| Dataset rows |
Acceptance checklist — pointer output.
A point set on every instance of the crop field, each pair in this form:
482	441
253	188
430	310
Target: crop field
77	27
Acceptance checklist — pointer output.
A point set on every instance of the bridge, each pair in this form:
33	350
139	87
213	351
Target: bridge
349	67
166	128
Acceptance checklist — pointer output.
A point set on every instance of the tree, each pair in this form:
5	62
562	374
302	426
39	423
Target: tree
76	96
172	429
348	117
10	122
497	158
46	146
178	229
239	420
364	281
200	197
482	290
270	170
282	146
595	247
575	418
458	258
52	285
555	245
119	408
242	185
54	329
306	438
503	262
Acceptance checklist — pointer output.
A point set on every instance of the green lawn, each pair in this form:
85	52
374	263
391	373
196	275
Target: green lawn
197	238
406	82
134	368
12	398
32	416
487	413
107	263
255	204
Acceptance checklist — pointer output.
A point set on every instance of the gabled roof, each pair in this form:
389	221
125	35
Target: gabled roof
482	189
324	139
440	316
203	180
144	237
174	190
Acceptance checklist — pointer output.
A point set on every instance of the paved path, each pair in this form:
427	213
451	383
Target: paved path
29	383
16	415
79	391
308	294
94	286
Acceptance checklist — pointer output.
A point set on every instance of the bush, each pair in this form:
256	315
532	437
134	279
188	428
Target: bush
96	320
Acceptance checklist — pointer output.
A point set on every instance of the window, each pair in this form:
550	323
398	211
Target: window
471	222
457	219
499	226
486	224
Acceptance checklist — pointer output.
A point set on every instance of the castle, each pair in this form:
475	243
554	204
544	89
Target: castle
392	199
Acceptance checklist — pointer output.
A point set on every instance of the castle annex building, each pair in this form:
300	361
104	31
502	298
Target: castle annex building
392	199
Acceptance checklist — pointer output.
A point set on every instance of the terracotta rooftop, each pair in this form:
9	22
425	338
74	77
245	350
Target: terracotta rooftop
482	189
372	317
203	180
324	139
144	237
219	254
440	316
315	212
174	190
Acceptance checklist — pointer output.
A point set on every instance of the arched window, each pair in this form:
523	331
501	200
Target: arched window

| Problem details |
Pick out every line in the records above that contains the word "tree" and copy each one in full.

| Task response |
A point set on every instance of the tree, each pair in this form:
Target: tree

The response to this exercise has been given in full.